# Directions for this task
Starting at the line that contains "tree, one per instance", copy each line through the final one exactly as written.

== Material ==

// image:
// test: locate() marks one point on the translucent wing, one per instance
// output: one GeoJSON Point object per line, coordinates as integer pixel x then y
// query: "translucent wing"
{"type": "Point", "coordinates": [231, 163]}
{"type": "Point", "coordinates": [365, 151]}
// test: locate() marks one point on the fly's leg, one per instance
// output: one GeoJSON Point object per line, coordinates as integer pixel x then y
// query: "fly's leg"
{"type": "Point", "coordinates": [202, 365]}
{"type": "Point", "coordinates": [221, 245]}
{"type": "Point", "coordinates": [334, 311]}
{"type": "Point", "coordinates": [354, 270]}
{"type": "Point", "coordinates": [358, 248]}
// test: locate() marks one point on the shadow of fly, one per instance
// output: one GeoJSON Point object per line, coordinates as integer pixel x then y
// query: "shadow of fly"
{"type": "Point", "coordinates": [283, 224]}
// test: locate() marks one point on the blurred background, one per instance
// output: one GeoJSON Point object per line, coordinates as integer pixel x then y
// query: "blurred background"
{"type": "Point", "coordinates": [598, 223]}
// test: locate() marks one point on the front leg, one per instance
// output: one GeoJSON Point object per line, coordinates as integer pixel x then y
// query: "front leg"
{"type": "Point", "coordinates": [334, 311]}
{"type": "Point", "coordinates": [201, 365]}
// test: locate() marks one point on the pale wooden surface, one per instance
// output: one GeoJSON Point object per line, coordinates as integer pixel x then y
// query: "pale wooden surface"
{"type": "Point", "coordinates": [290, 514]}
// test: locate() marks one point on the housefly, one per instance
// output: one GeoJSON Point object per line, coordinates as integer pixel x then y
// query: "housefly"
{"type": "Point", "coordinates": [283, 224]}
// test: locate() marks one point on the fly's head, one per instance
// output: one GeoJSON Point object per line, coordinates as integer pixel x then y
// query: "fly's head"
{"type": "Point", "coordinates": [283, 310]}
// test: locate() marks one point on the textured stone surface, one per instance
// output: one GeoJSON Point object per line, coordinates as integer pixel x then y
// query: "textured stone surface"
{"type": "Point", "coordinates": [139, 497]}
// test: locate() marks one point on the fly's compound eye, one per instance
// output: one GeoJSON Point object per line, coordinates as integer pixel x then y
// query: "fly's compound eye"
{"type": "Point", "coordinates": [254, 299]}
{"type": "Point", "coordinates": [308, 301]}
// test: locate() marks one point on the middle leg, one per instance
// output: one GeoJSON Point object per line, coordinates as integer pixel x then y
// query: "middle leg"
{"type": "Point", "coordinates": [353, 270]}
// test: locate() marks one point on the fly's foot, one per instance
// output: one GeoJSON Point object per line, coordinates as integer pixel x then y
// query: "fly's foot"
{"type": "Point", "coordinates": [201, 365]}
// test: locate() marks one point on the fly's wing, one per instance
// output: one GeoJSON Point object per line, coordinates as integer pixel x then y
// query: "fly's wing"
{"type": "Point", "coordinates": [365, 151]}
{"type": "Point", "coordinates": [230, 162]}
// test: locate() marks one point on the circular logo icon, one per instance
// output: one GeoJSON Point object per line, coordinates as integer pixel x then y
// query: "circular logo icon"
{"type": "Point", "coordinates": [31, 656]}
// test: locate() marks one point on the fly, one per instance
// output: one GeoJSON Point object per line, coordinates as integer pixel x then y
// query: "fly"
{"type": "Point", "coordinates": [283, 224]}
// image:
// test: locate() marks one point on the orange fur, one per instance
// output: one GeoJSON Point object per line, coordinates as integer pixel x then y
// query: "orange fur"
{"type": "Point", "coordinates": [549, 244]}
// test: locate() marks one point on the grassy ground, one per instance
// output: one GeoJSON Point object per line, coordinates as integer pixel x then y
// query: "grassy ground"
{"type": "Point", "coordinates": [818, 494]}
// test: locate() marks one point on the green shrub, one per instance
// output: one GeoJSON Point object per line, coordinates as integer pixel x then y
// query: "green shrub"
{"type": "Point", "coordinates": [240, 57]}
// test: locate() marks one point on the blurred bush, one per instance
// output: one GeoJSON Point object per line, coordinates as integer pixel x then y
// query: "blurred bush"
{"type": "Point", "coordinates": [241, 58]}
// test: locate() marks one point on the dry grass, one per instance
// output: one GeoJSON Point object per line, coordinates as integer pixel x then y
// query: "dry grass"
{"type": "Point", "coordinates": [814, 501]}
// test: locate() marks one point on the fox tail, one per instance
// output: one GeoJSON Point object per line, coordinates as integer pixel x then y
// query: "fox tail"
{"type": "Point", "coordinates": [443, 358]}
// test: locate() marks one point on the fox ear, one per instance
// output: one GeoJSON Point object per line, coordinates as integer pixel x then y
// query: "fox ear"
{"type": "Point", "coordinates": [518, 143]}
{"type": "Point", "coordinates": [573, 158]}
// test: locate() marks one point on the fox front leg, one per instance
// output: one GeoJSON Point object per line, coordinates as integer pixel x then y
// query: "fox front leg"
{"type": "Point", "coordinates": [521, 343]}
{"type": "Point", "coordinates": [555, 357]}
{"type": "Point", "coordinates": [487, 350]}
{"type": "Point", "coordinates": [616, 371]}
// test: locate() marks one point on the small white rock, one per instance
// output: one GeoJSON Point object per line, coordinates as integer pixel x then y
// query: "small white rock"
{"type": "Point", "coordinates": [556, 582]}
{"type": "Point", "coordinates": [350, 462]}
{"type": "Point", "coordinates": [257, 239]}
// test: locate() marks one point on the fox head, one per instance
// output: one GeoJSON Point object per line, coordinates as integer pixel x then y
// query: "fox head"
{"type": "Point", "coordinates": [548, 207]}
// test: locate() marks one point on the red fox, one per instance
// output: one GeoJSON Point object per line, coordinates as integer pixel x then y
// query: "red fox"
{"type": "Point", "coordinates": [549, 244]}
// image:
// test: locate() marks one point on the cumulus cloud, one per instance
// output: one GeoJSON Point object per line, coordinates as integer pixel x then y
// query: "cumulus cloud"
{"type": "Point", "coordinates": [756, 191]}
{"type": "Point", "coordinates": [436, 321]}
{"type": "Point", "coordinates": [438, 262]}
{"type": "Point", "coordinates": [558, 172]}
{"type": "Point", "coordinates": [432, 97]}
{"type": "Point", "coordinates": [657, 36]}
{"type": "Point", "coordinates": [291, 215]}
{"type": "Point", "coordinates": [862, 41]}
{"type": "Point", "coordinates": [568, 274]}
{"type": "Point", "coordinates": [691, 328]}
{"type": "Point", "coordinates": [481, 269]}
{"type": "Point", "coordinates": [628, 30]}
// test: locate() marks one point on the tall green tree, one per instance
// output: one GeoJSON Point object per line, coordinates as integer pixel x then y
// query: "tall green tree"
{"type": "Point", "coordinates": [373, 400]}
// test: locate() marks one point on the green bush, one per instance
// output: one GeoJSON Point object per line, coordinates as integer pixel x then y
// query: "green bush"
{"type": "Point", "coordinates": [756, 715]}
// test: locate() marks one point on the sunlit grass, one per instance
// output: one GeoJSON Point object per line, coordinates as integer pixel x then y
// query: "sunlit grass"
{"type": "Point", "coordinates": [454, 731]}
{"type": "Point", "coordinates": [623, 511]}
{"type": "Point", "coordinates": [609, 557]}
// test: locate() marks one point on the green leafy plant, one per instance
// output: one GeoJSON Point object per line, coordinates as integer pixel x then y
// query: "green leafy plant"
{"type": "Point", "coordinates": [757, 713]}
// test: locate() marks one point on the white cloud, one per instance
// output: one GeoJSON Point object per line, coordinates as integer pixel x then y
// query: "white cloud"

===

# Solution below
// test: locate() marks one point on the tall green tree, one per instance
// output: one GeoJSON Point object per line, coordinates as integer pixel x then y
// query: "tall green tree"
{"type": "Point", "coordinates": [373, 400]}
// test: locate() marks one point on the green bush, one per instance
// output: one GeoJSON Point object per line, coordinates as integer pixel x then y
// query: "green bush"
{"type": "Point", "coordinates": [756, 715]}
// test: locate() marks one point on the sunlit grass, one per instance
// output: one GeoJSON Point object per line, coordinates as integer pixel x then y
// query: "sunlit grass"
{"type": "Point", "coordinates": [454, 731]}
{"type": "Point", "coordinates": [623, 511]}
{"type": "Point", "coordinates": [609, 557]}
// test: locate() marks one point on the green leafy plant, one per instance
// output: one GeoJSON Point object per line, coordinates as integer pixel x then y
// query: "green leafy plant"
{"type": "Point", "coordinates": [757, 713]}
// test: locate() marks one point on the white cloud, one per instance
// output: one GeoJSON Point object per line, coordinates as integer pixel x then y
// query: "white cloud"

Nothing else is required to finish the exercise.